Information given:
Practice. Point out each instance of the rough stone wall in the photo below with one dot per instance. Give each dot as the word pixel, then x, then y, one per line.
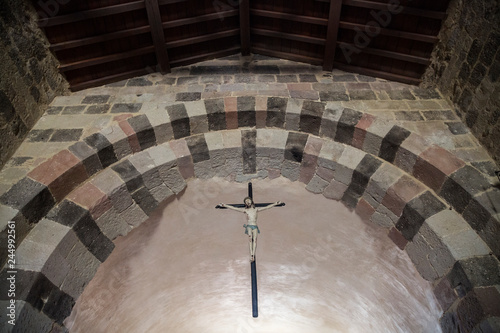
pixel 466 67
pixel 29 79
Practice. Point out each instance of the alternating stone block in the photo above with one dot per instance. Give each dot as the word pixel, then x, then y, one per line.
pixel 105 150
pixel 434 165
pixel 61 173
pixel 179 120
pixel 197 117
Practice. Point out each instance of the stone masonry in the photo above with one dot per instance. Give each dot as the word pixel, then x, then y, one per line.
pixel 100 161
pixel 466 67
pixel 29 77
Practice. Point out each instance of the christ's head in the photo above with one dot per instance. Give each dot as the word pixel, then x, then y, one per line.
pixel 248 202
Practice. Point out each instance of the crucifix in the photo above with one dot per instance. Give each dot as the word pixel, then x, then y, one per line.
pixel 252 230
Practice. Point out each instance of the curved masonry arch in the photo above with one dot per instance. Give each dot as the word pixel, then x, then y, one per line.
pixel 435 206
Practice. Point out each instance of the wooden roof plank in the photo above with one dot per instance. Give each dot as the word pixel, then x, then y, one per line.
pixel 332 33
pixel 155 22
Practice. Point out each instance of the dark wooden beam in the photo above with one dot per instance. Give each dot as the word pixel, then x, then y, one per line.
pixel 390 54
pixel 108 79
pixel 332 32
pixel 101 38
pixel 393 33
pixel 289 56
pixel 376 73
pixel 203 38
pixel 105 59
pixel 405 10
pixel 290 17
pixel 284 35
pixel 205 56
pixel 154 18
pixel 91 14
pixel 201 18
pixel 245 26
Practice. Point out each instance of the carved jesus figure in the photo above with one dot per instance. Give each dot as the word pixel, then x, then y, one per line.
pixel 251 228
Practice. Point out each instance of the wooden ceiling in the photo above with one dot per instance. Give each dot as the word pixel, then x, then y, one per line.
pixel 102 41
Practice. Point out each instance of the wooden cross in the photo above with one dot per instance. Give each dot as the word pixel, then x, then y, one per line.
pixel 253 269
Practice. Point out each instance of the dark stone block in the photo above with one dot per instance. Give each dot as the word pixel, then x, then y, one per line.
pixel 248 143
pixel 126 108
pixel 32 198
pixel 198 147
pixel 439 115
pixel 326 96
pixel 216 114
pixel 310 117
pixel 288 78
pixel 408 115
pixel 58 306
pixel 391 143
pixel 105 150
pixel 276 112
pixel 188 96
pixel 96 99
pixel 295 145
pixel 344 78
pixel 75 109
pixel 129 174
pixel 400 94
pixel 139 82
pixel 88 156
pixel 477 75
pixel 65 135
pixel 145 200
pixel 365 169
pixel 40 135
pixel 362 95
pixel 307 78
pixel 91 236
pixel 98 109
pixel 246 111
pixel 207 70
pixel 246 103
pixel 346 125
pixel 145 132
pixel 214 106
pixel 67 213
pixel 457 128
pixel 216 121
pixel 35 93
pixel 179 120
pixel 187 80
pixel 455 195
pixel 474 52
pixel 264 69
pixel 416 212
pixel 475 272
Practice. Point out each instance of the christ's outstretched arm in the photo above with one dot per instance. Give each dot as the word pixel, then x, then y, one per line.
pixel 241 210
pixel 269 206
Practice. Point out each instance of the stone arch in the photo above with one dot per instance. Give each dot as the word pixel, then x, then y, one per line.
pixel 99 188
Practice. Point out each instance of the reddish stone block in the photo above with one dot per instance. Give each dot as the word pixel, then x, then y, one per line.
pixel 133 141
pixel 231 107
pixel 308 168
pixel 434 165
pixel 184 160
pixel 91 198
pixel 61 173
pixel 401 193
pixel 122 117
pixel 299 86
pixel 364 210
pixel 360 130
pixel 397 238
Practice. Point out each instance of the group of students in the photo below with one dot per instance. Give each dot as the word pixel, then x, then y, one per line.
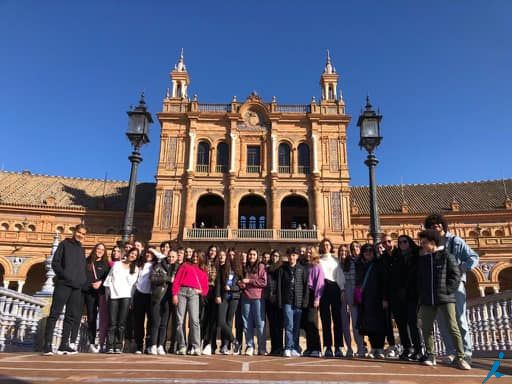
pixel 357 291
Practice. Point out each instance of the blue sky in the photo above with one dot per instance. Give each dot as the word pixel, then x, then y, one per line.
pixel 440 71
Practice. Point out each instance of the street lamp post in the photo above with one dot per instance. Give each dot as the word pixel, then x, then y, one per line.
pixel 370 138
pixel 138 134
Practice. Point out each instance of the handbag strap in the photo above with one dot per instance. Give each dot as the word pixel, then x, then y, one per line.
pixel 365 280
pixel 94 271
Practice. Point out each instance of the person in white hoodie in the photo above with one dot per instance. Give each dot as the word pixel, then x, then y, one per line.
pixel 120 284
pixel 330 302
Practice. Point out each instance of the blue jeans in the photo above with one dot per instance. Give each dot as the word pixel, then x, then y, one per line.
pixel 253 316
pixel 291 317
pixel 460 307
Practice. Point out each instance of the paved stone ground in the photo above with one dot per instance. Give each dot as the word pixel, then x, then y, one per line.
pixel 18 368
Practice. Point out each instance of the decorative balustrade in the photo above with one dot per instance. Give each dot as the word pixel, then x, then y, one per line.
pixel 250 234
pixel 208 107
pixel 19 318
pixel 489 320
pixel 293 108
pixel 304 169
pixel 253 169
pixel 284 169
pixel 202 168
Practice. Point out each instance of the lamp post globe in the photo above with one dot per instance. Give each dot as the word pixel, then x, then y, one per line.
pixel 369 139
pixel 139 120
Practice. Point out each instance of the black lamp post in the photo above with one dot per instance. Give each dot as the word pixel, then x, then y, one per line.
pixel 370 138
pixel 138 134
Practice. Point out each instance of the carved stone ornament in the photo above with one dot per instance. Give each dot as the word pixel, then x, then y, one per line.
pixel 16 262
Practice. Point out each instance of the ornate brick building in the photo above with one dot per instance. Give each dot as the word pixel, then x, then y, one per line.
pixel 247 173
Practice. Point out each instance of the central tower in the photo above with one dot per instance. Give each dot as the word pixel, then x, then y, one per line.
pixel 252 171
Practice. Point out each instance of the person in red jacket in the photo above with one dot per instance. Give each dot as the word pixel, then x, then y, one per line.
pixel 190 283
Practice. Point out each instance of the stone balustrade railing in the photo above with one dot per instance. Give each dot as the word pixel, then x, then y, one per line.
pixel 19 318
pixel 489 318
pixel 250 234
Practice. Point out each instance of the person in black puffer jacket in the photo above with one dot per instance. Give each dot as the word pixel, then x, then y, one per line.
pixel 401 294
pixel 69 266
pixel 438 276
pixel 227 296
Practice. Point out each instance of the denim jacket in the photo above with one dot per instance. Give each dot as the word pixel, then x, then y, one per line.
pixel 465 256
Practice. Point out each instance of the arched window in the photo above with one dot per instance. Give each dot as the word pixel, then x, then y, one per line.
pixel 203 157
pixel 284 158
pixel 304 164
pixel 222 157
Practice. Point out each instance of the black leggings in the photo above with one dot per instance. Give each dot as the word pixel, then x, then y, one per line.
pixel 92 302
pixel 118 313
pixel 226 313
pixel 275 325
pixel 330 305
pixel 141 312
pixel 311 325
pixel 160 311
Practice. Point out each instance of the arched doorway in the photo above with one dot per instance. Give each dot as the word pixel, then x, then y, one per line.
pixel 294 213
pixel 252 212
pixel 35 279
pixel 505 279
pixel 210 211
pixel 472 291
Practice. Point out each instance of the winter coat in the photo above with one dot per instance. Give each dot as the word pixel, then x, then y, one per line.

What is needed:
Every entry is to be reproduced word for word, and no image is carried over.

Response:
Practice. Point out each instance of the rough stone wall in the photo below with one dot per instance. Give each dot as the word pixel, then x, then y, one per line.
pixel 466 67
pixel 29 79
Practice. Point out each instance of the alternating stone block in the photo above with one dot per instance. Give each dot as the word pixel, then x, then y, one per line.
pixel 105 150
pixel 434 165
pixel 61 173
pixel 179 120
pixel 197 117
Practice. Point out each instance of the stone masonry in the photo above with one dot per instance. Give each dot as the word pixel, then x, then y, one per line.
pixel 100 161
pixel 466 67
pixel 29 77
Practice. Point out each instance of the christ's head in the photo above with one dot per instance. Give each dot as the word pixel, then x, then y, one per line.
pixel 248 202
Practice. Point out each instance of the crucifix in the photo above with one dot per instance. Give each dot as the word pixel, then x, then y, one per line.
pixel 252 230
Practice. Point out each instance of the curved masonry arch in the photo above with one dot per instance. Give each dot as the word pixel, then x, then y, one per line.
pixel 435 206
Practice. Point out each instance of the wooden roof plank in the photo above with one dot per instance. Give each dot as the word pixel, then x, then y, one per line.
pixel 332 33
pixel 155 22
Practice. Point out each instance of the dark wooden beam in the photo above with one dot per instance. Give each dot as the word pixel, then x, then y, one per line.
pixel 390 54
pixel 108 79
pixel 332 32
pixel 101 38
pixel 393 33
pixel 289 56
pixel 376 73
pixel 203 38
pixel 105 59
pixel 405 10
pixel 290 17
pixel 284 35
pixel 205 56
pixel 154 18
pixel 91 14
pixel 201 18
pixel 245 26
Practice. Point out each instance of the carved jesus figure in the photo above with one dot per instance. Give each dot as the word pixel, then x, then y, one per line.
pixel 251 228
Practice. Point out each instance of the wooden ceiling in the photo above with one dot per instance. Give each dot as the word pixel, then x, then y, one per line.
pixel 102 41
Practice. Point out each instance of the wooden cross in the photo above with one dot per instance. Give each dot as the word pixel, then x, then y, one per line.
pixel 253 269
Practice. Point out each instance of the dark stone block in the photo above with one dot per instance. Give each dot as the word pixel, then x, then y, one per line.
pixel 248 143
pixel 126 108
pixel 32 198
pixel 198 147
pixel 439 115
pixel 326 96
pixel 216 114
pixel 310 117
pixel 288 78
pixel 408 115
pixel 58 306
pixel 391 143
pixel 105 150
pixel 276 112
pixel 188 96
pixel 96 99
pixel 295 145
pixel 344 78
pixel 75 109
pixel 129 174
pixel 400 94
pixel 139 82
pixel 88 156
pixel 477 75
pixel 65 135
pixel 145 200
pixel 365 169
pixel 40 135
pixel 362 95
pixel 307 78
pixel 91 236
pixel 98 109
pixel 246 111
pixel 207 70
pixel 246 103
pixel 346 125
pixel 145 132
pixel 214 106
pixel 67 213
pixel 457 128
pixel 216 121
pixel 35 93
pixel 179 120
pixel 187 80
pixel 455 195
pixel 474 52
pixel 264 69
pixel 416 212
pixel 475 272
Practice. Point out each instance of the christ's outstretched arm in the photo above with one dot per instance. Give each dot as the word pixel, then x, then y, one per line.
pixel 241 210
pixel 269 206
Practice. Point out each instance of the stone arch in the photo above with one dot per instance. Give each dot as the word pixel, then x, then y, one per line.
pixel 99 188
Practice. Point out each instance of the reddish stone block in the photo above with one dot per instance. Give each dot as the word pixel, then x, then y, one per line.
pixel 133 141
pixel 231 107
pixel 308 168
pixel 434 165
pixel 184 160
pixel 91 198
pixel 61 173
pixel 401 193
pixel 122 117
pixel 299 86
pixel 364 210
pixel 360 130
pixel 397 238
Practice. Point out each instance of the group of students in the photo below with one dot per instance. Give each dot as the word pixel, then x, then y, one per line.
pixel 357 291
Practice. Point out each instance of the blue sky in the photo above with one dot per instance. Give each dot as the word pixel, then x, then y, one per line.
pixel 440 71
Practice. Point out each instance of the street lamp post in the photo above with one dot per instance. Give each dot as the word pixel, then x, then y, one per line.
pixel 370 138
pixel 138 134
Practice. Point out each instance of the handbag strap in the photo above with one dot per instance. Give each dot as the word pixel, then x, then y, one per line.
pixel 365 280
pixel 94 271
Practice. Point out each instance of the person in white hoodie in the photo above with one dot per instance. Give each dot as the word pixel, then x, then y, one per line.
pixel 120 284
pixel 330 302
Practice. Point out each instance of the blue jeans in the photo above with one dot per instance. Give each dot as the word pixel, then x, then y, one per line.
pixel 253 316
pixel 291 317
pixel 460 307
Practice. Point out each instance of the paved stone ground in the photo above with one dot per instance. Give each dot as the word pixel, then x, then y, one per line.
pixel 18 368
Practice. Point out each instance of the decorative balustrade in the photo above with one dot per instance. Give each dot as the word pixel, then x, then y, one per line.
pixel 250 234
pixel 208 107
pixel 19 318
pixel 489 320
pixel 293 108
pixel 304 169
pixel 253 169
pixel 284 169
pixel 202 168
Practice. Point out each instance of the lamp post globe in the photo above with one dot per instance. Give each dot as the word pixel, then x, then y, one per line.
pixel 369 139
pixel 139 120
Practice. Point out each instance of the black lamp post in the photo above with one dot per instance. Give each dot as the word pixel, then x, then y, one per line.
pixel 370 138
pixel 138 134
Practice. Point out each instance of the carved stone ornament in the photo above with one dot per instance. Give each dot as the word pixel, then x, then y, one per line.
pixel 16 262
Practice. Point out each instance of the ornate brick building in the photo above with one dot per instance. Give each dot as the word pixel, then x, then y, one per line.
pixel 247 173
Practice. Point out each instance of the central tower in the photo above with one dot per instance. Give each dot as the word pixel, then x, then y, one per line.
pixel 252 171
Practice. Point out each instance of the person in red jacket in the photo above with one dot per instance. Give each dot as the word pixel, then x, then y, one per line.
pixel 190 283
Practice. Point out each instance of the stone balustrade railing in the photo above with one dot per instance. Give each dot as the word pixel, then x, then y, one per line.
pixel 19 318
pixel 489 318
pixel 250 234
Practice. Point out each instance of the person in black puffer jacket in the photo above with one dot per instance. Give each dot as the word pixel, then x, then y, one per line.
pixel 401 294
pixel 69 266
pixel 438 276
pixel 227 296
Practice. Point out each instance of the denim jacket in the photo above with one dot per instance. Give each dot as the word pixel, then x, then y, one per line.
pixel 465 256
Practice. Point out each instance of the arched window in the photo above with one dot per instance. Give each dot as the word pixel, then x, then y, one per line.
pixel 203 157
pixel 284 158
pixel 304 164
pixel 222 157
Practice. Point out each instance of the black leggings in the photo above with one dot per instance. Give each dot as the word pixel, then x, then y, one per line.
pixel 92 302
pixel 118 313
pixel 226 313
pixel 275 325
pixel 330 305
pixel 141 312
pixel 311 325
pixel 160 311
Practice. Point out each instance of the arched doorway in the photo above with one dot per instance. Give each dot as the word pixel, then x, then y, one per line.
pixel 294 213
pixel 252 212
pixel 35 279
pixel 505 279
pixel 210 211
pixel 472 291
Practice. Point out each instance of the winter coat in the photo above with one dot per instance. Give each dot as the word pixel, then x, then y, one per line.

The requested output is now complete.